Stored dataset items:
* * * * *

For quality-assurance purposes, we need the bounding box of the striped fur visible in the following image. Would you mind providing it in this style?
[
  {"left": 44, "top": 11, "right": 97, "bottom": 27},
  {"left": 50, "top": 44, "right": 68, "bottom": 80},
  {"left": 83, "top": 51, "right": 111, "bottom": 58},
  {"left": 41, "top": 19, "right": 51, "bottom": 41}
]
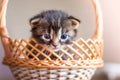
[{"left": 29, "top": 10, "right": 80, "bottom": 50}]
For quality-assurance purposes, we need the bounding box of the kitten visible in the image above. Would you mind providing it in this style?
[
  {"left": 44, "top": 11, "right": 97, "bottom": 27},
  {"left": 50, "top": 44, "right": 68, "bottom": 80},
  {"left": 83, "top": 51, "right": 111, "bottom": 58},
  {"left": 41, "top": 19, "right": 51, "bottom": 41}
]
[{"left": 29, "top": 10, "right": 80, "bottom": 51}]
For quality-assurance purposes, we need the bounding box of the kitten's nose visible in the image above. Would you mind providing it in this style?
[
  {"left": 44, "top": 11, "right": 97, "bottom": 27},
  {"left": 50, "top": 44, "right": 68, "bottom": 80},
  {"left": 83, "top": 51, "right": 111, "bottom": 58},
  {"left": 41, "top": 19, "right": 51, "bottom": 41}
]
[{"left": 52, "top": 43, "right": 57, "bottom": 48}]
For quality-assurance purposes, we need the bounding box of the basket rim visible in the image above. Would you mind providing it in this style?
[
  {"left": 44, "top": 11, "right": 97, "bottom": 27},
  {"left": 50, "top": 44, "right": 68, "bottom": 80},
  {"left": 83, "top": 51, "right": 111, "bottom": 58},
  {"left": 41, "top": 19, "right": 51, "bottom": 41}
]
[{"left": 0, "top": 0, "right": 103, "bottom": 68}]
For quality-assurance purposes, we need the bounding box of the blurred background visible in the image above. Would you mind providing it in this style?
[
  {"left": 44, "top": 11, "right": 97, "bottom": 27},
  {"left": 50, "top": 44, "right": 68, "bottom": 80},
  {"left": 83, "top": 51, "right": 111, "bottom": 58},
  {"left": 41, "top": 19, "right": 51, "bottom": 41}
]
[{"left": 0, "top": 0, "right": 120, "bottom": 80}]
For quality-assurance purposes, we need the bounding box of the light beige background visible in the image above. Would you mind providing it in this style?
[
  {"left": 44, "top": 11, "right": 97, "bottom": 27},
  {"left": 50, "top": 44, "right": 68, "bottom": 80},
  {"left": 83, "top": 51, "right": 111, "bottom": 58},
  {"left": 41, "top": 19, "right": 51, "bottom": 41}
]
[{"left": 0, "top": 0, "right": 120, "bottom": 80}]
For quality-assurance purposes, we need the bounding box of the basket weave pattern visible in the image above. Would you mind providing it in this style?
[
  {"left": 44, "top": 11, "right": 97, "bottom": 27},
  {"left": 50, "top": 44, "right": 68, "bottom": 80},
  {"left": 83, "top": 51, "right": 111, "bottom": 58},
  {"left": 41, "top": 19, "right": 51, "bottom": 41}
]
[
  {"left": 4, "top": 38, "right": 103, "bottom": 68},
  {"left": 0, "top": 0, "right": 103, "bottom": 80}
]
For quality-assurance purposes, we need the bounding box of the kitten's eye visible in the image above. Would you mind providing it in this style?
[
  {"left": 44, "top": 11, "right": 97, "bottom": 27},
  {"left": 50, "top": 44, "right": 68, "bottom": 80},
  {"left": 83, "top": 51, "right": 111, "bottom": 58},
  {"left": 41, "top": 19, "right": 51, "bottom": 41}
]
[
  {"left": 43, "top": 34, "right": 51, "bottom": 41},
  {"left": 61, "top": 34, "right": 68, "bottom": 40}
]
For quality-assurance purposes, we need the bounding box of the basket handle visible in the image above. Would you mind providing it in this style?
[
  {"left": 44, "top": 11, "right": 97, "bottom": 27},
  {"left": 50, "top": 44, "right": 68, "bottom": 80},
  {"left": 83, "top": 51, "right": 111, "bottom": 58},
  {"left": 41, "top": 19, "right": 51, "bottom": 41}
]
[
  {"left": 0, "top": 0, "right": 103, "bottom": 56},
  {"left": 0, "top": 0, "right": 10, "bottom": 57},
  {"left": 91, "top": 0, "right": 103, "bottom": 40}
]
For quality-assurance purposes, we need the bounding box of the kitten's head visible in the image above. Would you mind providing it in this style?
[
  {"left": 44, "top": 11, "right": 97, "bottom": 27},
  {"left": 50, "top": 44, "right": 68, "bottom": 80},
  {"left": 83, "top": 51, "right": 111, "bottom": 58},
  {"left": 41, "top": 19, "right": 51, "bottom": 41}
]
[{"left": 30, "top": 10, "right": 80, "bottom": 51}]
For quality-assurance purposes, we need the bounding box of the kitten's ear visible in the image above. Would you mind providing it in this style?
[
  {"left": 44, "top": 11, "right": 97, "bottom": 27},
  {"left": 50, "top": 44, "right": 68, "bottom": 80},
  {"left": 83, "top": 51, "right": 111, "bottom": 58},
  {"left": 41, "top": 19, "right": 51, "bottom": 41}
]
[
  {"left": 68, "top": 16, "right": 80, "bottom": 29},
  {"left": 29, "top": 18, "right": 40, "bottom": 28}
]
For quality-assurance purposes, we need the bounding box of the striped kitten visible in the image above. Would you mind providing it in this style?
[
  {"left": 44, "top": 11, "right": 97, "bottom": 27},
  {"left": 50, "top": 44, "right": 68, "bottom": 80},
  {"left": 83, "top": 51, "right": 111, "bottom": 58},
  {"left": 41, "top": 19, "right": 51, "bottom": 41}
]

* * * * *

> Problem description:
Find every line in the data above that contains the word "striped", and copy each of those lines.

> Task solution:
For quality-assurance purposes, we need the bounding box of the striped fur visible in the following image. Would you mind providing it in this style?
For quality-assurance purposes, we need the bounding box of the striped kitten visible in the image above. Would you mind providing it in this style?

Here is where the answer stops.